▶ EXERCISE SET
**A.** Reproduce everything in the forum thread from "I just need" down to "I'm developing Alzheimer's." without changing a word.
**B.** Write the next part of the forum thread on how life began, picking up after its final post.

▶ EXTRACT PROVIDED

=== Begin Enclosure ===

I dont need to read the books of men. Ive been to the frequency realm and had the frequency aliens explain it all to me. Floated through the cosmos having it explained it all by the "Architect"
I just need to finish my book, the World According to Me. And I have a PHd, I bought it online. Im also a Reverend
 
Ahh well. I'm even more confused now. I think I'm developing Alzheimer's.
 
biteme said:
I remember studying the theory many years ago in college. Maybe it's true, maybe it's not. Here's my question: Say that there is a soup of gases in the atmosphere, they mix and a giant explosion occurs and life springs from this explosion. An athiest once told me that life was started by chains of carbon. Okay, so where the fuck did the chains of carbon come from? the gases? the atmosphere? These things were always there. Bullshit, it goes against all common sense. Which one of you motherfuckers lit the fuse? Which one of you is God masquerading as an EF character?

=== End Enclosure ===

▶ THE DATA
=== Begin Enclosure ===

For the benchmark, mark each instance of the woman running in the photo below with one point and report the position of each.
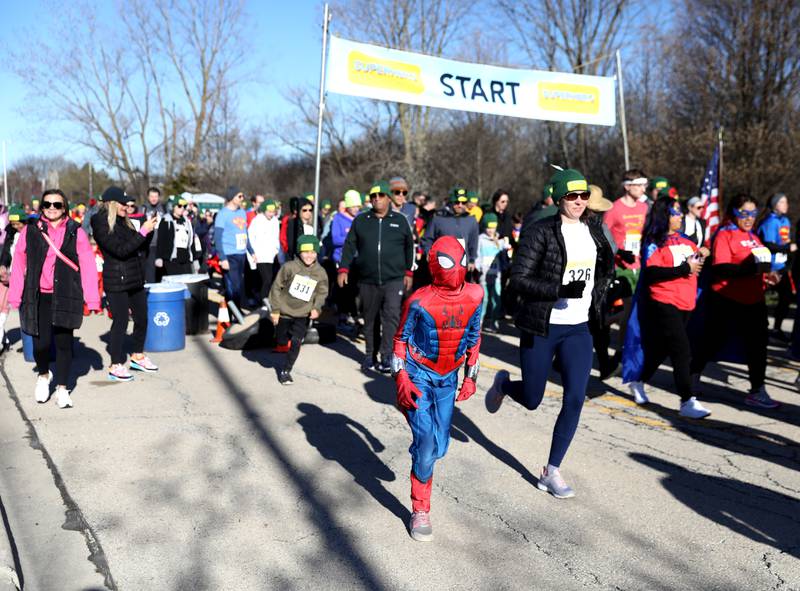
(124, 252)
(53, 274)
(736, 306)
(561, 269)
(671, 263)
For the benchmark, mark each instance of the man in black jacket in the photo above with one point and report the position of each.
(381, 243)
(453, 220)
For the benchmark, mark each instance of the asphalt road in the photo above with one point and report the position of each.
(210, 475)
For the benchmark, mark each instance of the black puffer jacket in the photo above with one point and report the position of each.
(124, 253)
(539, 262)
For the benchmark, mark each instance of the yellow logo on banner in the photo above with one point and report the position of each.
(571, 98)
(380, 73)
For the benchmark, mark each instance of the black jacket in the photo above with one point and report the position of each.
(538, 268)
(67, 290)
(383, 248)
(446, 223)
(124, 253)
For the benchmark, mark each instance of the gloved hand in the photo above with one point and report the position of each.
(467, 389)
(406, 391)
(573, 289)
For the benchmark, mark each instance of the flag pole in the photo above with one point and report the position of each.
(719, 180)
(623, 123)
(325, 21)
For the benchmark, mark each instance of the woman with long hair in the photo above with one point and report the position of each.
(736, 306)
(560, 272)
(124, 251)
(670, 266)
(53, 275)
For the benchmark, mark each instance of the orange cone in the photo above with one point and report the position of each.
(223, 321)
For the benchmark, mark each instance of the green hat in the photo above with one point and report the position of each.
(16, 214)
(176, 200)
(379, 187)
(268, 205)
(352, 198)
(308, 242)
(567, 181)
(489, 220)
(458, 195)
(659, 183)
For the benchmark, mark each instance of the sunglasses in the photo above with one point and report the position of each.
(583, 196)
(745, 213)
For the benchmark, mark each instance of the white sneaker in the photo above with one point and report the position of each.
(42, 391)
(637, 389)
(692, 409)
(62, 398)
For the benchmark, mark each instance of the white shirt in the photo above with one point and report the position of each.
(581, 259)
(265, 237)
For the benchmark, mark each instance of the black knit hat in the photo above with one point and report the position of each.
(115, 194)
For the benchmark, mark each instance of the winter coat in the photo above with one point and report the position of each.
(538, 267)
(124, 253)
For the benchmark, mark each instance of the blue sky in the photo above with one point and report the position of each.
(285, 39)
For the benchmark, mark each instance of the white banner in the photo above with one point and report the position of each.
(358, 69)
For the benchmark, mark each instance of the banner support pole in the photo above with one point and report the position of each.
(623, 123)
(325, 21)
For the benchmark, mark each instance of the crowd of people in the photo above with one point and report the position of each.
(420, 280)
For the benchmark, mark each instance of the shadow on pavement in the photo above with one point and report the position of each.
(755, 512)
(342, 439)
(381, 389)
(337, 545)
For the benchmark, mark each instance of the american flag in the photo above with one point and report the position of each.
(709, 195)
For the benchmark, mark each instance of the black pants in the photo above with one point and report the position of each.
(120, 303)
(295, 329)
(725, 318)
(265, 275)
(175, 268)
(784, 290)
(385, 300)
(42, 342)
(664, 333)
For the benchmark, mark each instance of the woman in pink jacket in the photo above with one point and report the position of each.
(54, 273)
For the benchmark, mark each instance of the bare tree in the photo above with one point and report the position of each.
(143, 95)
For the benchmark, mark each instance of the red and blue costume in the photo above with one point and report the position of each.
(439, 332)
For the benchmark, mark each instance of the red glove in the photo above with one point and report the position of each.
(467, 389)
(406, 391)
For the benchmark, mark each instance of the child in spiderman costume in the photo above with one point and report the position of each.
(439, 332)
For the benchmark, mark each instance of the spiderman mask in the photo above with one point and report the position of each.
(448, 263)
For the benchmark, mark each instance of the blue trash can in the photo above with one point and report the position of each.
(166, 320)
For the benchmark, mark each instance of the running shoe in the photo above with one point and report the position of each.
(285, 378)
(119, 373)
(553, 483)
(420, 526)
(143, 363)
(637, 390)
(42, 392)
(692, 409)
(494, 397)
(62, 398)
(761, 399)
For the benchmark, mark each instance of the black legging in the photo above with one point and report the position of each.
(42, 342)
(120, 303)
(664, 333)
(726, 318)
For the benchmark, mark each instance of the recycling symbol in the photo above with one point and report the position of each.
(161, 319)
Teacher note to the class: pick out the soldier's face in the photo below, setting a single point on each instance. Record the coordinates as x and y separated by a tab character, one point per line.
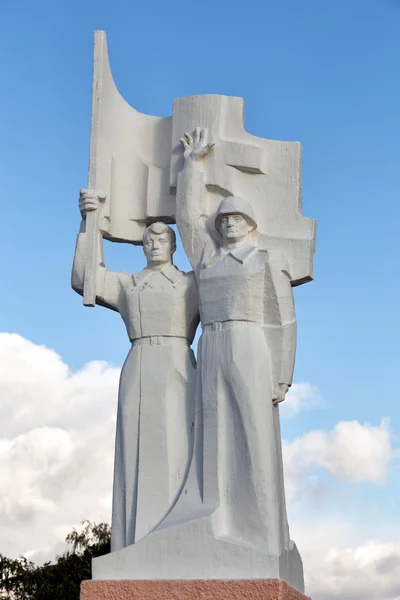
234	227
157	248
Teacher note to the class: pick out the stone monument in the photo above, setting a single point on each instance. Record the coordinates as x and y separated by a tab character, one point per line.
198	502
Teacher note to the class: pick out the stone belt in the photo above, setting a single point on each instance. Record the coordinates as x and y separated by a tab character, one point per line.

=== End Enclosure ===

▶ ANSWERS FOR EACH ITEM
**A.**
I just need to finish my book, the World According to Me. And I have a PHd, I bought it online. Im also a Reverend
 
Ahh well. I'm even more confused now. I think I'm developing Alzheimer's.

**B.**
Bro. What you know or what somebody told you is the tip of the iceberg. It's true, life is basically chains of carbon. In fact, we are carbon units. Now about your question, what was there before, how this started, well, these gases were there because in a certain period of time, that could be hundreds of millions of years, there are infinite amount of paralell universes. Some of them dying, others "bigbanging". At the same time, all these infinite paralell universes are part of a bigger and unknown entity, unknown of course for an insignificant type of life on a microscopic point of a solar system in a galaxy in a universe. Every component of this big entity has a life time. That creates a balance based on energy; just like the internal balance on a human body. This big entity is part of a wonderful world in a different concept of dimension. Those infinite entities have been there forever. Or better said, what for us means forever. That is the essence of energy. Energy is what could be related to the explanation of who is God.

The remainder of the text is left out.